■ THE TASK ■
All of the records should be restated word for word.

(Referring expression data)
——————

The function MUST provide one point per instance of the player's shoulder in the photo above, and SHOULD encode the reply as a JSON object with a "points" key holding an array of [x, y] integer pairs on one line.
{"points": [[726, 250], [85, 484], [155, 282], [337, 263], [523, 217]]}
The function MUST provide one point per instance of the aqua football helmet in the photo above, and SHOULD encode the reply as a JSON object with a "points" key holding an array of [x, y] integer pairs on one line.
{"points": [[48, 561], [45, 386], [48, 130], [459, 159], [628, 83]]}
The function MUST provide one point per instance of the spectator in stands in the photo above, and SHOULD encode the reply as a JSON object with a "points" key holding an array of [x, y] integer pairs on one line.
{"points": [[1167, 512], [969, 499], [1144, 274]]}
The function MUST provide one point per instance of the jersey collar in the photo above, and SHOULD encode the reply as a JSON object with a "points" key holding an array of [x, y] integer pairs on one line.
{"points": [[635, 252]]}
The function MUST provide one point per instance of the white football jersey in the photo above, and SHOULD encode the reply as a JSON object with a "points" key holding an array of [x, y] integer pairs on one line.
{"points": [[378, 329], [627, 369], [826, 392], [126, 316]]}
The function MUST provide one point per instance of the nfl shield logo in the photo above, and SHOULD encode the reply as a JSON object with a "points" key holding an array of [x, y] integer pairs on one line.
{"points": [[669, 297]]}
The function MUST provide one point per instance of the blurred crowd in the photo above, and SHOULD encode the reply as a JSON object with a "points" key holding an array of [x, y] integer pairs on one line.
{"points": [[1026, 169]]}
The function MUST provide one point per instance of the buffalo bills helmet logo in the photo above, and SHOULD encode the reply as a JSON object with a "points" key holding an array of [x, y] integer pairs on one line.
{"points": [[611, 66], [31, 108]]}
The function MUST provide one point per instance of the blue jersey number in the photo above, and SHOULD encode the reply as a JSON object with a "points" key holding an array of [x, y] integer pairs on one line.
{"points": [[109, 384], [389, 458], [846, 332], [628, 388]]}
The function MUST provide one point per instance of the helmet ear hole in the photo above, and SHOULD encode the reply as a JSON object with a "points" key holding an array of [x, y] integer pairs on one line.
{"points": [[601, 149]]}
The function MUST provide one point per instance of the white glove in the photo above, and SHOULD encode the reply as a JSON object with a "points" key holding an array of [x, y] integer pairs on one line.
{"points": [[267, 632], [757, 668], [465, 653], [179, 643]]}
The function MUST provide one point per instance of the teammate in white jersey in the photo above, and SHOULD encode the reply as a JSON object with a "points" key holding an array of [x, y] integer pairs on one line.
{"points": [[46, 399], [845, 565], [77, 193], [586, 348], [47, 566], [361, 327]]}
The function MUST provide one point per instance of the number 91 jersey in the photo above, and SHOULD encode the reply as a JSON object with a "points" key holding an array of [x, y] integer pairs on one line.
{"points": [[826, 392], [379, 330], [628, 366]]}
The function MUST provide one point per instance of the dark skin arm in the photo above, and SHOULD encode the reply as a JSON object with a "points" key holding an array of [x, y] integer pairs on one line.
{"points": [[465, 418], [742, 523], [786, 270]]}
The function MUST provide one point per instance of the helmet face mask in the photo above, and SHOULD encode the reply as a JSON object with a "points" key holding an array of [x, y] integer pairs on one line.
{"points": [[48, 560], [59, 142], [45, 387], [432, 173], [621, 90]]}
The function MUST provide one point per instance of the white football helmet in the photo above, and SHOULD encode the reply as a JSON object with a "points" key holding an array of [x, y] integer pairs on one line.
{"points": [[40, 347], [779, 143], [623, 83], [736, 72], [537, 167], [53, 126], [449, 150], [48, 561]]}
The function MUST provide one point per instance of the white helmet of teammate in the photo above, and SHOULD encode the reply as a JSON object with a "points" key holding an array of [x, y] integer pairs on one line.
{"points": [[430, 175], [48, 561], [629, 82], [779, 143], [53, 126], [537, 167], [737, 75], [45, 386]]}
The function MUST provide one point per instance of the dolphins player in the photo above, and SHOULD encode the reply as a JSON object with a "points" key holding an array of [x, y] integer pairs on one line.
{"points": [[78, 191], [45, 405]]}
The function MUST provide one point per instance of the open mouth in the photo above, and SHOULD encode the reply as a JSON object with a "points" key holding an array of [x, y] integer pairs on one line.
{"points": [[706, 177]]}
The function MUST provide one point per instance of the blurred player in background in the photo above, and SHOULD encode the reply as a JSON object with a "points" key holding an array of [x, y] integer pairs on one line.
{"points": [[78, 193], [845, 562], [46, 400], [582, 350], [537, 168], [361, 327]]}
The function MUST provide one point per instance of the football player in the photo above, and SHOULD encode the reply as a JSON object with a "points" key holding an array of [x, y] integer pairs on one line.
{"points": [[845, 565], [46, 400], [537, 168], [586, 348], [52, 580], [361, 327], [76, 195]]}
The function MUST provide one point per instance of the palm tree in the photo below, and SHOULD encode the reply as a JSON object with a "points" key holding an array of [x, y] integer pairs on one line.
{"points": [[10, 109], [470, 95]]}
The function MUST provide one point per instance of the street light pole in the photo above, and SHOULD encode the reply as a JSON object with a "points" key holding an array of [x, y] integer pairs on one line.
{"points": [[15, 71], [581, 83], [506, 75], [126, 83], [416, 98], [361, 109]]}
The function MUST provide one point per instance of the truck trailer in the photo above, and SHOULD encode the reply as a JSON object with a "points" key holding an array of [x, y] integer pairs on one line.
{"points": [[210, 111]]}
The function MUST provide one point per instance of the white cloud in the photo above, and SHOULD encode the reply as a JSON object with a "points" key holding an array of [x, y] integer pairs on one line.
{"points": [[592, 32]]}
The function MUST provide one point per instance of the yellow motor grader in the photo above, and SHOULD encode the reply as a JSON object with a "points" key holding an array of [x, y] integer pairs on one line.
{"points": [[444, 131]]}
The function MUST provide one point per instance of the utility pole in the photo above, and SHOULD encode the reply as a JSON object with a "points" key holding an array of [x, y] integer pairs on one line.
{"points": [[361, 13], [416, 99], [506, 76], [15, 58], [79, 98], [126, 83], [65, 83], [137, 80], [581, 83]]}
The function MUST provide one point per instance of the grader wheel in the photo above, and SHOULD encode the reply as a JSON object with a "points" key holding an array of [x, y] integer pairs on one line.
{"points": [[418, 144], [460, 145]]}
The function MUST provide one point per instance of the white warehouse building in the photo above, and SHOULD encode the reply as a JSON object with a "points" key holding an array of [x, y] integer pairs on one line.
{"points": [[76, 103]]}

——————

■ EXPECTED ANSWER ■
The function MUST provide one point per instance of the player's shoulder in the photo above, and SHOULD encode the reply as a JSON object with a "points" key holding an array of [x, y] integer pairs on one line.
{"points": [[726, 250], [85, 484], [155, 282], [337, 263], [523, 217]]}
The function MUST provide one point per instance of the aqua football helmet in the photo above, and SHOULD encode the reply as a JSON object with a "points" key holding an array of [x, y] integer pairs on one line.
{"points": [[48, 561], [45, 386], [48, 130], [459, 159], [628, 83]]}
The function MUST provide one point per instance of the spectator in stands in the photo above, and SHOULD encode the reply as a JSON object with a "points" key holding an array of [x, y] integer pairs on one line.
{"points": [[1167, 512], [969, 499], [1144, 274]]}
The function MUST provide one point per instance of the jersey collar in the photo above, and SHOULD encode the reply as a JSON object with a "points" key holding an array of [x, y] integer pairs on one line.
{"points": [[635, 252]]}
The function MUST provide one point per instance of the white football jersey in the photo above, and SHOULD encode the reply as a JSON object with a "points" key holding an array of [x, y] integer pairs on one line.
{"points": [[378, 329], [627, 369], [826, 392], [126, 316]]}
The function MUST provide one point per instance of the nfl shield logo in the photo above, and SHOULD encode the reply as a JSON object with a "points" key holding an array of [x, y] integer pairs on one line.
{"points": [[669, 297]]}
The function MUST provide one point per instance of the blurred crowd in the photo above, and SHOULD encode the reply as a JSON object with a "points" key holding an array of [x, y] integer pairs on one line.
{"points": [[1026, 169]]}
The function MUST provide one point per instance of the buffalo bills helmet logo in the photo above, and SHOULD encode the reply as a JSON object with a "points" key holding an array of [x, y] integer pairs on one line.
{"points": [[611, 66], [31, 108]]}
The function MUST provide one point per instance of the blue jersey number in the photo above, and SHOULD encode the reply as a JSON object with a "points" key holding an array of [x, y] integer pairs on one line.
{"points": [[109, 384], [389, 458], [846, 332], [628, 388]]}
The function MUST provide one point per instance of the helmet ear hole in the photo above, and SHOULD encode the reply as a JSON object with a "points" key holding an array of [x, y] integer pairs on one line.
{"points": [[601, 149]]}
The function MUST provide one point per instance of the white glove in the photo above, and SHOULD encode the reply as a JSON object with a "points" key holding an array of [x, y] integer pairs on one line.
{"points": [[267, 632], [757, 668], [465, 653], [179, 643]]}
The function MUST provide one point per instance of the teammate in white jersey in the photo above, and SHOULD encode the reply as a JSON object with a "points" key holding an array of [x, y] integer pairs on one line.
{"points": [[46, 399], [845, 565], [77, 193], [586, 348], [47, 566], [361, 327]]}
The function MUST provide one point per instance of the number 91 jersey in the photo above, and SHOULD encode the reply as a JSON object with a "points" key holding an array of [x, y] integer pairs on one line.
{"points": [[826, 392], [379, 330], [628, 366]]}
The function MUST provide one point per instance of the dark skin arm in the photo above, and SHOULD encode the reply as a JSON object with a "points" key holding an array of [x, y] integer pairs on one line.
{"points": [[465, 418], [742, 523], [786, 270]]}
The function MUST provide one point per instance of the helmet face mask in the photo above, and SHOULD encode the reply as a JSON object with a "points" key holding an array of [x, y] integer pairs on one line.
{"points": [[48, 560], [59, 142], [45, 387], [432, 173], [621, 90]]}
The function MUST provide one point per instance of the white football helmet in the photo above, and SHOULD encode the reply as a JSON object with a "points" key holding an array of [x, y] integer pairs on one line.
{"points": [[40, 347], [779, 143], [623, 83], [736, 72], [537, 167], [53, 126], [449, 150], [48, 561]]}
The function MUST provide one point per instance of the white helmet of teammate in the photo above, and SHOULD encode the reply as a JSON object with a "points" key holding an array of [x, y] integer pairs on one line.
{"points": [[430, 175], [48, 561], [629, 82], [779, 143], [53, 126], [537, 167], [737, 75], [45, 386]]}
The function MUST provide one point per instance of the dolphins player in the photo above, and SHOULD encode the reply as a JSON object with a "points" key holding an array of [x, y] integer pairs on one line.
{"points": [[78, 191], [45, 405]]}
The function MUST provide one point per instance of the open mouth in the photo above, and SHOULD encode the reply as a JSON object with a "points" key holding an array of [x, y] integer pairs on one line.
{"points": [[706, 177]]}
The function MUST provide one point per instance of the blurred player in background in the photo above, and SHOULD encode the reply as a JSON object with a "points" key holding an array of [x, y] integer pairs on one line.
{"points": [[78, 193], [845, 562], [46, 400], [582, 350], [537, 168], [361, 327]]}
The function MUST provide one point per instance of the football player in the photo above, and SHOULD encode the reply as a JSON object with a "points" key holding an array of [x, y] integer pairs on one line.
{"points": [[845, 565], [46, 400], [537, 168], [586, 348], [52, 580], [361, 327], [76, 195]]}
The function MUST provide one point per instance of the palm tree in the photo below, and SHOULD encode the reply as a JSON object with a "points" key holding an array of [x, y] integer pairs on one line.
{"points": [[10, 109], [470, 95]]}
The function MUST provide one point per instance of the street light pole in the photo above, and SHOULD encode the reply as a JSON object with a "points" key holding an array of [x, y] integer pairs on one line.
{"points": [[15, 71], [581, 83], [506, 75], [126, 83], [416, 98], [361, 109]]}
The function MUST provide one point per instance of the truck trailer in the photo above, and SHOULD encode the reply as a JSON object with a "points" key holding an array of [x, y] integer pairs on one line.
{"points": [[210, 111]]}
The function MUST provide one point per instance of the white cloud in the photo above, and SHOULD encode the reply as a JSON object with a "points" key holding an array of [x, y] integer pairs on one line.
{"points": [[592, 32]]}
The function MUST provide one point per instance of the yellow motor grader in the photo above, and SHOULD encode the reply as a JSON object with a "points" key holding an array of [x, y] integer pairs on one line.
{"points": [[444, 131]]}
The function MUST provide one point per instance of the utility pole in the photo above, and SHOULD encode the reply as a JSON object with a "points" key holding an array of [x, y] integer pairs on one line.
{"points": [[361, 13], [416, 99], [506, 76], [15, 58], [79, 98], [126, 83], [65, 83], [137, 80], [581, 83]]}
The function MUST provide one point per instance of the grader wheel in the photo above, and SHOULD encode the reply as a JSON object with a "points" key holding an array of [x, y] integer pairs on one line.
{"points": [[418, 144], [460, 145]]}
The function MUST provide one point per instance of the white warehouse building in the photo above, and SHOULD encode the reply as a JSON object with a "points" key holding an array of [x, y] integer pairs on one line.
{"points": [[76, 103]]}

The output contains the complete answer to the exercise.